**PASSAGE GIVEN**
Overdrive is meant to reduce engine RPM and to improve fuel milage. Outbackers that don't have the big torque and power of a Ford V-10 may not GET to use their overdrive when towing. With your TV and TT combo, you may be able to tow in OD. Factors such as terrain and headwind will also determine how hard your engine is working and whether OD may be used.

Bill


----------



## jgerni (Nov 10, 2003)

I tow close to 10,000lbs in OD without any issues. My tranny temps never get above 200 even in 90 degree days in hilly terain. I think it depends on the vehicle an tranny.

Now with our K1500 Suburban the tranny wouldn't in OD hold unless very flat.


----------



## BoaterDan (Jul 1, 2005)

NJMikeC said:


> Do not tow in OD. I must admit I haven't stayed current on all the types of transmissions out there but a simple example will show you what you are doing to it.
> 
> Lets say you are in OD doing 65MPH @2500 RPM. Then go to the next lower gear and now you are at 65MPH @3000RPM. In the first example the trans is doing much of the work while in the second the motor is doing the work. A trans has clutches that wear especially under load and heat conditions. Therefore you are certainly wearing your trans more. Check your manual. For trans with a lockup torque converter you definetely don't want to tow in OD.
> [snapback]125276[/snapback]​


Of course towing 8,000 around is wearing my transmission more, as it is my rear end, engine, brakes, shocks, etc. It's a given that I'm wearing the vehicle. But I have a vehicle including the transmission that's meant specifically to be able to better withstand the strains of heavier loads and towing payloads.

If my rotors warped I'd think I'm straining the brakes too much. And so on. But people that have kept tabs on the temp say the overheating in OD is a MYTH - at least on their TT-TV combination.

Again, I don't want to sound like I'm arguing for argument's sake - I'm just not seeing how this can be so cut and dried like you're suggesting.


----------



## dwciardi (Mar 3, 2006)

cookie9933 said:


> camping479 said:
> 
> 
> > What does the manual say about it? With the V10 and a heavy duty trans I would think you could. I do reserve the right to be wrong though
> ...


O.K. everyone - I've read the Owner's Manual for my Excursion V10 4X4. Here is EVERYTHING my manual says about OVERDRIVE:

OVERDRIVE

The normal driving position for the best fuel economy. Transmission operates in gears 1 through 4.

**YOUR GOAL**
Rewrite the forum thread starting at the words "Of course towing" and ending after "like you're suggesting.", with "transmission" replaced by "gearbox".

**EXTRACTED RECORDS**
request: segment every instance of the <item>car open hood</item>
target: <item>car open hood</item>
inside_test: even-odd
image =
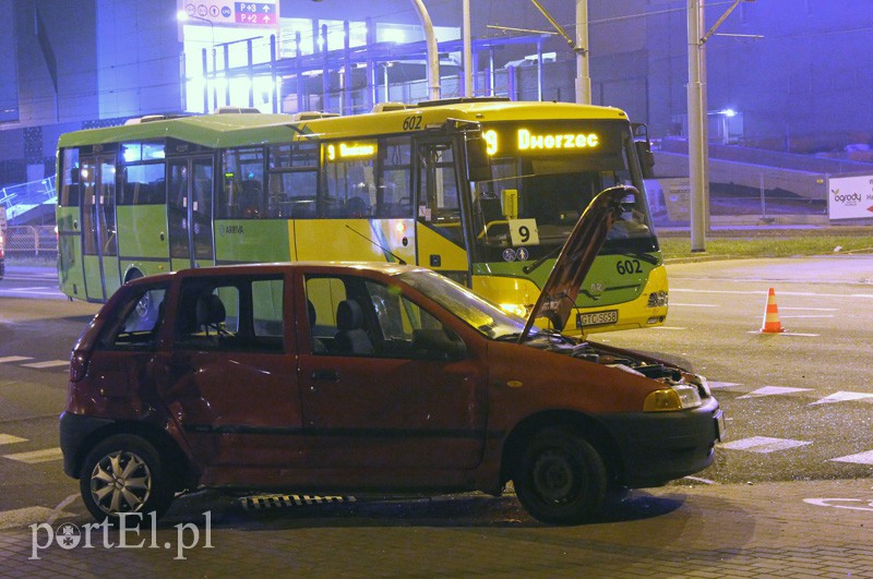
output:
[[[621,201],[636,194],[635,188],[620,185],[603,190],[591,200],[561,249],[518,343],[527,340],[537,317],[547,317],[559,331],[564,329],[576,304],[579,287],[603,246],[612,224],[622,213]]]

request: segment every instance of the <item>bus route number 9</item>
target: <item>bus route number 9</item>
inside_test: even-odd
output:
[[[510,219],[510,239],[513,245],[539,245],[536,219]]]

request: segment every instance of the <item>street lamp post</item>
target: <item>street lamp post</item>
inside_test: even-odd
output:
[[[691,251],[706,251],[706,230],[709,216],[709,144],[706,137],[706,41],[741,2],[731,5],[713,24],[706,34],[704,25],[704,1],[689,0],[689,189],[691,195]]]
[[[184,23],[188,20],[195,20],[195,21],[199,21],[199,22],[205,22],[206,24],[210,25],[210,35],[212,36],[212,72],[213,72],[213,77],[215,77],[216,73],[217,73],[216,72],[216,68],[217,68],[217,63],[218,63],[217,62],[217,56],[215,53],[215,24],[210,19],[204,19],[202,16],[198,16],[196,14],[189,14],[184,10],[180,10],[176,14],[176,19],[181,23]],[[210,71],[208,71],[207,50],[204,48],[203,49],[203,112],[208,112],[210,111],[210,86],[208,86],[208,83],[206,83],[206,79],[208,76],[208,72]],[[218,108],[218,87],[217,86],[214,87],[213,102],[214,102],[215,108]]]
[[[704,91],[706,70],[704,62],[703,37],[704,0],[689,0],[689,190],[691,195],[691,251],[706,251],[706,104]]]
[[[424,28],[424,40],[428,45],[428,97],[431,100],[440,98],[440,55],[436,51],[436,36],[433,34],[433,22],[430,20],[428,9],[422,0],[412,0],[418,10],[418,17]]]

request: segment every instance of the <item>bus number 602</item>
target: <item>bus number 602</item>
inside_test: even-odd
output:
[[[403,120],[404,131],[418,131],[419,129],[421,129],[421,114],[407,117]]]
[[[642,274],[643,266],[639,264],[639,260],[624,260],[615,264],[615,269],[619,272],[619,275],[625,274]]]

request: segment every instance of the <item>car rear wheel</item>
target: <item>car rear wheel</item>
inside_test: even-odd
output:
[[[522,506],[552,524],[577,524],[603,505],[607,471],[599,453],[566,427],[537,433],[518,461],[513,479]]]
[[[88,453],[80,471],[82,499],[95,519],[111,522],[121,512],[154,511],[159,518],[172,500],[172,487],[155,447],[131,435],[110,436]],[[135,526],[139,517],[131,520]]]

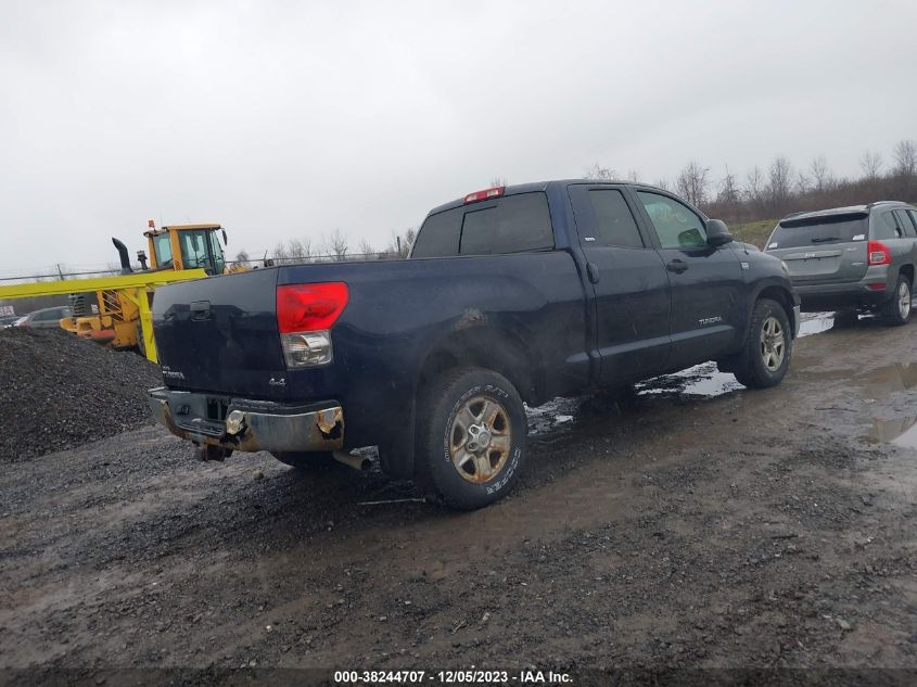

**TASK ANSWER**
Of course towing 8,000 around is wearing my gearbox more, as it is my rear end, engine, brakes, shocks, etc. It's a given that I'm wearing the vehicle. But I have a vehicle including the gearbox that's meant specifically to be able to better withstand the strains of heavier loads and towing payloads.

If my rotors warped I'd think I'm straining the brakes too much. And so on. But people that have kept tabs on the temp say the overheating in OD is a MYTH - at least on their TT-TV combination.

Again, I don't want to sound like I'm arguing for argument's sake - I'm just not seeing how this can be so cut and dried like you're suggesting.